'''

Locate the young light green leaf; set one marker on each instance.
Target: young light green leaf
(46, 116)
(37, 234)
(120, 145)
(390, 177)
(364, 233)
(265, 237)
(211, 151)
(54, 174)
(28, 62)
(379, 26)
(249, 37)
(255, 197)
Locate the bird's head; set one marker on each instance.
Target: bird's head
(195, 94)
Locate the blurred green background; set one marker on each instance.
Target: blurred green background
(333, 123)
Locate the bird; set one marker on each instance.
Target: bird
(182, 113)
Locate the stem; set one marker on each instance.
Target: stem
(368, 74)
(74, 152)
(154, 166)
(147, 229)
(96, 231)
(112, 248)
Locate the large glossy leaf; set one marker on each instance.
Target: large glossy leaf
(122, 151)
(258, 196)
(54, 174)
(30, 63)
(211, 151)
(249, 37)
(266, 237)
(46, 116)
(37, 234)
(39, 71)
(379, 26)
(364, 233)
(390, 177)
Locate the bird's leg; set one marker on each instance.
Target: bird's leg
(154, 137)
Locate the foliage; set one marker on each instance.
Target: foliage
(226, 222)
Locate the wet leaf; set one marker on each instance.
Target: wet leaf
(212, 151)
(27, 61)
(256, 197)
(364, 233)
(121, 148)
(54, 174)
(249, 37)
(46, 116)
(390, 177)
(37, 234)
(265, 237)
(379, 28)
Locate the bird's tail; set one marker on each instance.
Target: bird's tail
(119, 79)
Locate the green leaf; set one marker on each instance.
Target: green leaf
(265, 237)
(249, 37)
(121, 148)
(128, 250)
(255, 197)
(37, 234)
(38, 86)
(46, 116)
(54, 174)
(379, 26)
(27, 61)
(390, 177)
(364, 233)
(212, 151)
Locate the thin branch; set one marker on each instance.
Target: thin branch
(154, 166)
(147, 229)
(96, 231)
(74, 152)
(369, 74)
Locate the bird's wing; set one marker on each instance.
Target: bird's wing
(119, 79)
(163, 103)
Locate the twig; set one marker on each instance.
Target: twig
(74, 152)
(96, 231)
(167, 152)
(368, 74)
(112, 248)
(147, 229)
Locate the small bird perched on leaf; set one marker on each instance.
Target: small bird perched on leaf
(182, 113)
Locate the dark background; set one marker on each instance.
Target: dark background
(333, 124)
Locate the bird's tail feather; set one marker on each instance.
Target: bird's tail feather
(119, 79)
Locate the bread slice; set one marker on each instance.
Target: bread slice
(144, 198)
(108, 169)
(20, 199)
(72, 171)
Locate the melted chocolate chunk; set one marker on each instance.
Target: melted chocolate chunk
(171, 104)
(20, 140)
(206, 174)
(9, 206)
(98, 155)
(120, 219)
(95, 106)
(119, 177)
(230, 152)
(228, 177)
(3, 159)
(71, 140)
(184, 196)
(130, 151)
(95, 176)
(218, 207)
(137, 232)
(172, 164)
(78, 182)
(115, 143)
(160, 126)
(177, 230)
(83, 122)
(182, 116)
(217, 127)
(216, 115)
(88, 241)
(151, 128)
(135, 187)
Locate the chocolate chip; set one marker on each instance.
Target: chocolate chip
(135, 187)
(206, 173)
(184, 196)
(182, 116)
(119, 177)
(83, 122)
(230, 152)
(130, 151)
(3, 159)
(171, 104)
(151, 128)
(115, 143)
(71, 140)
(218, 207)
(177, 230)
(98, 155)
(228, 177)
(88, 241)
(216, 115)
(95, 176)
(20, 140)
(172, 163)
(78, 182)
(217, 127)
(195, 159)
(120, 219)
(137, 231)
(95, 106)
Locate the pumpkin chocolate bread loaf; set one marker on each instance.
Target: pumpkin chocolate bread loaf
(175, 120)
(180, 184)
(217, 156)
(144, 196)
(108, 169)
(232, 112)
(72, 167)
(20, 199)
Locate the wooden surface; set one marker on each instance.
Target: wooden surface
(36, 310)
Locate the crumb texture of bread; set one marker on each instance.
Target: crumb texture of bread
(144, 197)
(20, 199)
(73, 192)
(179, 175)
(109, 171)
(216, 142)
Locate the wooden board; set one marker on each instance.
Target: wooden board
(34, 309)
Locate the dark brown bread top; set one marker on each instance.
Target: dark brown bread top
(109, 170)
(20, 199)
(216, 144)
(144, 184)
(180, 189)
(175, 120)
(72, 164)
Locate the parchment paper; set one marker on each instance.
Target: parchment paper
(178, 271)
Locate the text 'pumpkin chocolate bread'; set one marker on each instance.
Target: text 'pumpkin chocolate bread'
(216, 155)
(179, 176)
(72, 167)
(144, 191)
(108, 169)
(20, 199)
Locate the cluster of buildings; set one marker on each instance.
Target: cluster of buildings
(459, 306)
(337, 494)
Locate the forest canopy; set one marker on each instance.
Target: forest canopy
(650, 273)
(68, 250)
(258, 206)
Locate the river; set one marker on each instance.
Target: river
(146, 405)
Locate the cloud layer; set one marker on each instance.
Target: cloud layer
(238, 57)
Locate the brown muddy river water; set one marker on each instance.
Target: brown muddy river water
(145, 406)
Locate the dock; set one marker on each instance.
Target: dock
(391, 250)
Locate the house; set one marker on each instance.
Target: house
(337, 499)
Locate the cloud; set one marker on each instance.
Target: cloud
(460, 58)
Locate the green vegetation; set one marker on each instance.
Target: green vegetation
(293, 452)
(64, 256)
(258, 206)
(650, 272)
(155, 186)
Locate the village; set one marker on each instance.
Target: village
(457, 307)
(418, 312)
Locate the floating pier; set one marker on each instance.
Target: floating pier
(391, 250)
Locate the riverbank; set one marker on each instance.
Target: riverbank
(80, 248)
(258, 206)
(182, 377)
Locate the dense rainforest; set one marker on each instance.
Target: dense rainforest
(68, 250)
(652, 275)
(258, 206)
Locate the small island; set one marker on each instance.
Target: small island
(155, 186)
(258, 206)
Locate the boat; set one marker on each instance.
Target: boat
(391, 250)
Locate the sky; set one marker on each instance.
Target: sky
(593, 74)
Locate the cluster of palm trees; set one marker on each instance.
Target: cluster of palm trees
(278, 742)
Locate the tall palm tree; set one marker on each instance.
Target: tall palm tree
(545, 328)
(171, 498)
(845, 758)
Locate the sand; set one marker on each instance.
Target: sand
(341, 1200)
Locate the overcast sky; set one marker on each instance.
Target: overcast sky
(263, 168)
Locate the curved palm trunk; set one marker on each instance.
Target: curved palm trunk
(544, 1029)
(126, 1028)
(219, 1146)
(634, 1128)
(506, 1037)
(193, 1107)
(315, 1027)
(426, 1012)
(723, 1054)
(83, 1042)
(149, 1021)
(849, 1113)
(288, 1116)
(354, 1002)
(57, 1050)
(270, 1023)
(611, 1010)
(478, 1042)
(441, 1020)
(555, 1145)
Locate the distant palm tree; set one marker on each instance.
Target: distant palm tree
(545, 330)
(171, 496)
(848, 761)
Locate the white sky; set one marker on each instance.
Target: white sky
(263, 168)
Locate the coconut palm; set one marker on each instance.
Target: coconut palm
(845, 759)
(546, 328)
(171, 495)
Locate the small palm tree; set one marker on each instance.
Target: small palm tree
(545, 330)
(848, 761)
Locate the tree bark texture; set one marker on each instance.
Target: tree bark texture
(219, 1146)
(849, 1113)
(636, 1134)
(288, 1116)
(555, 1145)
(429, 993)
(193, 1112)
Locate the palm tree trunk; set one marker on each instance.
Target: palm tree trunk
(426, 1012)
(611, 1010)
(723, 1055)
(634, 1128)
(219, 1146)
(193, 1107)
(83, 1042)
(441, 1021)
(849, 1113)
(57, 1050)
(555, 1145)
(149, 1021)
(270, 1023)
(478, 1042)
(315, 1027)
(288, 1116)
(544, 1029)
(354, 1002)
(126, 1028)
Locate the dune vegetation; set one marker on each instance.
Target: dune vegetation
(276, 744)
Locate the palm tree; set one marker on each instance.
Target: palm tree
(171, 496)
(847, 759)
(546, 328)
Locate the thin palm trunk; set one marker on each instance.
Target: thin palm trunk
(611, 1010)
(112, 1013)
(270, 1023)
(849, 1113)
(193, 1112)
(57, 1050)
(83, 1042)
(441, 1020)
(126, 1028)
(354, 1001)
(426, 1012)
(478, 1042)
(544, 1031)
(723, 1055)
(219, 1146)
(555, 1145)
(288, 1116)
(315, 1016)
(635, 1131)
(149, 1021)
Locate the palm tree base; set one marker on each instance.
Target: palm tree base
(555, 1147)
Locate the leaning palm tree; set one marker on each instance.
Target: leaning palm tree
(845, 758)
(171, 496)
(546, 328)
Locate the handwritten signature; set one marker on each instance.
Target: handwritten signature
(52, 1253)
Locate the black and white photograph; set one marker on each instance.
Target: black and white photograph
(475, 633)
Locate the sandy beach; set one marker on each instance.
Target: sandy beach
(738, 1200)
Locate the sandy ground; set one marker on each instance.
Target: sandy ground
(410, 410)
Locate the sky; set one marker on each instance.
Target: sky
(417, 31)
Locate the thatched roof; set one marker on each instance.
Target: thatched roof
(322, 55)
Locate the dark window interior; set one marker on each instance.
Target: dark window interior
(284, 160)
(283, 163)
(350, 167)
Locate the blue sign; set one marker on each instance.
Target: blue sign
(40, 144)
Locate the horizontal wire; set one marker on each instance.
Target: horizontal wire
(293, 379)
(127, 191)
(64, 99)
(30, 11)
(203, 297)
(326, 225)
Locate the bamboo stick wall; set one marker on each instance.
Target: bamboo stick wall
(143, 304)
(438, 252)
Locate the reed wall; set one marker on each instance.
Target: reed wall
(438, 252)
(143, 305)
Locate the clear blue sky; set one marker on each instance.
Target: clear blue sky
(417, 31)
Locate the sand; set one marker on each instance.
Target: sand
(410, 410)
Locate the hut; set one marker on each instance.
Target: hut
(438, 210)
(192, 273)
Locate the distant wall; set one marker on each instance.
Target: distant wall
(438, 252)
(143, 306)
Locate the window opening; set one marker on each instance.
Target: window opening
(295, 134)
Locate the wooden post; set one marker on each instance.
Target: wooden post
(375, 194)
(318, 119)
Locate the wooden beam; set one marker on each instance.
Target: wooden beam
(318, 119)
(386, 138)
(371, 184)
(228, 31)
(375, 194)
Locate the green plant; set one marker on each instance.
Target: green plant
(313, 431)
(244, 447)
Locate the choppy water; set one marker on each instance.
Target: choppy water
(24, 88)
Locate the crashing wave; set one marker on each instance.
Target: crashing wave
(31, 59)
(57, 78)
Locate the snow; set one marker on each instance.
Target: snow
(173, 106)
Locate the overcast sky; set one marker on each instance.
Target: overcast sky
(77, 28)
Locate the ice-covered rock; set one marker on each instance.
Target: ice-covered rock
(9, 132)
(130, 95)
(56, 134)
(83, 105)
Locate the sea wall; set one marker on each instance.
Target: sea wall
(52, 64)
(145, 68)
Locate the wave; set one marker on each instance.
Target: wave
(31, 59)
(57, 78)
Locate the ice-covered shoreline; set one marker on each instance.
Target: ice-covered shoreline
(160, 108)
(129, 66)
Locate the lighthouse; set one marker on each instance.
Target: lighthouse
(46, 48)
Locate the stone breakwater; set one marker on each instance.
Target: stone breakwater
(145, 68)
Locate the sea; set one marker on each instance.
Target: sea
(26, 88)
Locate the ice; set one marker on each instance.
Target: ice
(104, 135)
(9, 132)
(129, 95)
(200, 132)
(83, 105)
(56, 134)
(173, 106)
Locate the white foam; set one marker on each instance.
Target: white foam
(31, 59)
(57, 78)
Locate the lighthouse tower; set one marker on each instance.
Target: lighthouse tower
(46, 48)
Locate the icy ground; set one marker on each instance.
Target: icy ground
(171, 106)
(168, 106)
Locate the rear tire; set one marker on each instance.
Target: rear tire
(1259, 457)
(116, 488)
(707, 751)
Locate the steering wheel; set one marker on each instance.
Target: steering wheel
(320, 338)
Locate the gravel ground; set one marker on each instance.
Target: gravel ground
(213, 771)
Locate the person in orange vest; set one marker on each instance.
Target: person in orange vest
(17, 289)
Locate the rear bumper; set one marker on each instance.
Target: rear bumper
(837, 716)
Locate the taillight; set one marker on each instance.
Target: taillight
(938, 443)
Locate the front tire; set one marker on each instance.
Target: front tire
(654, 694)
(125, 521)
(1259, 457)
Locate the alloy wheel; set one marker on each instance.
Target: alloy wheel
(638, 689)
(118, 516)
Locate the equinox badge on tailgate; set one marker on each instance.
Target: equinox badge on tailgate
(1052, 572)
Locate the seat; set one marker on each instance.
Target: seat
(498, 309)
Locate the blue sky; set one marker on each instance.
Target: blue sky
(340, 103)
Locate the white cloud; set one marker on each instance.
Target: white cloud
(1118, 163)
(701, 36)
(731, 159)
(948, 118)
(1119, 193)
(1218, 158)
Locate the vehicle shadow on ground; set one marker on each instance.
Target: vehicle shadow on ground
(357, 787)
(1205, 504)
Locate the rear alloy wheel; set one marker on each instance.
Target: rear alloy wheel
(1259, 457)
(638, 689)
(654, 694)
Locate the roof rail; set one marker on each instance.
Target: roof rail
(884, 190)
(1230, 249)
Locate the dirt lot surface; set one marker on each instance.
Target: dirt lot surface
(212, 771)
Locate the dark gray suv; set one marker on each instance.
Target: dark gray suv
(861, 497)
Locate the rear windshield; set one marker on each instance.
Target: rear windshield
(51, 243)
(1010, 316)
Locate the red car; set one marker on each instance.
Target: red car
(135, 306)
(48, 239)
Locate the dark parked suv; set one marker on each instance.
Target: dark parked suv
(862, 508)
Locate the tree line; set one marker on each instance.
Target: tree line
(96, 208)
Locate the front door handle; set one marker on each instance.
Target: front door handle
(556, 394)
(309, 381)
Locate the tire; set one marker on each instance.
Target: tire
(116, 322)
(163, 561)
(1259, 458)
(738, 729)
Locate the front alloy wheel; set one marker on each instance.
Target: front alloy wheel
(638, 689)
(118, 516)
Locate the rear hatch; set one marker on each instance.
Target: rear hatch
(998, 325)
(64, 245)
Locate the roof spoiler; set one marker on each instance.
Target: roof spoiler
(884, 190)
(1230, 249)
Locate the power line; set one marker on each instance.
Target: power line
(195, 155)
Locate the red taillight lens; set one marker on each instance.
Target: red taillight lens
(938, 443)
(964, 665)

'''

### What the task asks:
Reproduce only the items from the line containing "Locate the cloud;" through the line containing "(341, 1200)", substituting "wooden jetty" for "floating pier" and leaving all else unchanged.

### Exercise result:
Locate the cloud; set one marker on each instance.
Target: cloud
(460, 58)
Locate the green vegetation; set one marker on each instance.
Target: green vegetation
(293, 452)
(64, 256)
(258, 206)
(650, 272)
(155, 186)
Locate the village; set one marker on each instance.
Target: village
(457, 307)
(418, 312)
Locate the wooden jetty; set one marker on each instance.
Target: wooden jetty
(391, 250)
Locate the riverbank; set one marker on each instance.
Target: riverbank
(80, 248)
(258, 206)
(182, 377)
Locate the dense rainforest; set one marker on each instance.
Target: dense rainforest
(68, 250)
(652, 275)
(258, 206)
Locate the small island; set one marker on each instance.
Target: small island
(155, 186)
(258, 206)
Locate the boat; set one marker on each instance.
Target: boat
(391, 250)
Locate the sky; set one marker on each instance.
Target: sky
(593, 74)
Locate the cluster of palm trees; set one marker on each instance.
Target: cluster of palm trees
(278, 742)
Locate the tall palm tree; set one marker on each instance.
Target: tall palm tree
(545, 328)
(171, 498)
(845, 758)
Locate the sand; set one marker on each instance.
Target: sand
(341, 1200)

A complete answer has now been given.